## EXERCISE SET
**1)** In the article on Karl Marx, where and on what date did Engels deliver the oration at Marx's graveside?
**2)** Please copy from the article on Karl Marx the part that opens with the words containing "Friedrich Engels delivered" and closes with "what Engels meant.".

## READING TEXT
+ + + +
Paris, February 1848. Photo: wikimedia commons Paris, February 1848. Photo: wikimedia commons

On the 140th anniversary of Karl Marx’s death, Katherine Connelly discusses his revolutionary contribution

Friedrich Engels delivered the oration at Karl Marx’s graveside in Highgate Cemetery on 17 March 1883. Reflecting on the life of his great friend, he told the small group of assembled mourners that ‘Marx was before all else a revolutionist.’[1] This phrase is often quoted, but it is worth considering what Engels meant.

Certainly, Marx participated in revolution. In the great wave of revolutions that swept across Europe in 1848, Marx and Engels joined the insurgents. Expelled from Brussels as a dangerous radical, Marx travelled via revolutionary France to Prussia where, in his capacity as a journalist and newspaper editor, he became an influential participant in the debates about how the revolution, striving for democratic reforms against the autocratic Prussian state, could best succeed.

As the revolution was beaten back, Marx’s newspaper was shut down and he was put on trial for his writings. He would later help to defend other revolutionaries persecuted by the Prussian state. Engels, who also worked as a journalist on Marx’s newspaper, would participate in the revolutionary armed struggle.

As the revolutions which flowered in 1848 were crushed in counter-revolutionary violence, Marx, like so many other revolutionaries, was forced into exile. For the rest of his life, Marx lived in London – at the heart of the world’s most advanced capitalist country and the centre of the British Empire – enduring a political climate of reactionary dominance. His great book, produced in those years of exile, was not called ‘Revolution’ but ‘Capital’. So what kind of ‘revolutionist’ was Karl Marx?
+ + + +
[Data extracted from a collection]
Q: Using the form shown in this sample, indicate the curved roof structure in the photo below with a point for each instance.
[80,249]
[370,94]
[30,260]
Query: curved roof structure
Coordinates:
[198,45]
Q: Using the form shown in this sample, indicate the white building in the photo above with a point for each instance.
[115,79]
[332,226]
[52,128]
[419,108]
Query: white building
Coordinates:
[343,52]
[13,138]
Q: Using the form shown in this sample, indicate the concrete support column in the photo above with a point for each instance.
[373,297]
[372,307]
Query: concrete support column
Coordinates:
+ + + +
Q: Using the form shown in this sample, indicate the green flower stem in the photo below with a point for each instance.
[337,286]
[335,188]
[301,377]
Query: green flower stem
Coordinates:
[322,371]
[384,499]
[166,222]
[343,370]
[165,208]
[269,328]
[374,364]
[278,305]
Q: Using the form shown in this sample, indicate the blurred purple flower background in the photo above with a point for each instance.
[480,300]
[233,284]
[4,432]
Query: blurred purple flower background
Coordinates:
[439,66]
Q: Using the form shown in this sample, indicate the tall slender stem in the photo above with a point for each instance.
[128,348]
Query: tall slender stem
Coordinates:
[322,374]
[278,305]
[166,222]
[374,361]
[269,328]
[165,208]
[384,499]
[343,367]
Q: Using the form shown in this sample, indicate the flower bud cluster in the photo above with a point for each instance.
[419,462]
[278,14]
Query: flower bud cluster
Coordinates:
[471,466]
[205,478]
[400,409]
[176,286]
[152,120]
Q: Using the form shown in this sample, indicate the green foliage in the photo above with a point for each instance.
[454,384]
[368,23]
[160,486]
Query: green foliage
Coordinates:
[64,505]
+ + + +
## IN RESPONSE
**1)** In Highgate Cemetery on 17 March 1883.

**2)**
Friedrich Engels delivered the oration at Karl Marx’s graveside in Highgate Cemetery on 17 March 1883. Reflecting on the life of his great friend, he told the small group of assembled mourners that ‘Marx was before all else a revolutionist.’[1] This phrase is often quoted, but it is worth considering what Engels meant.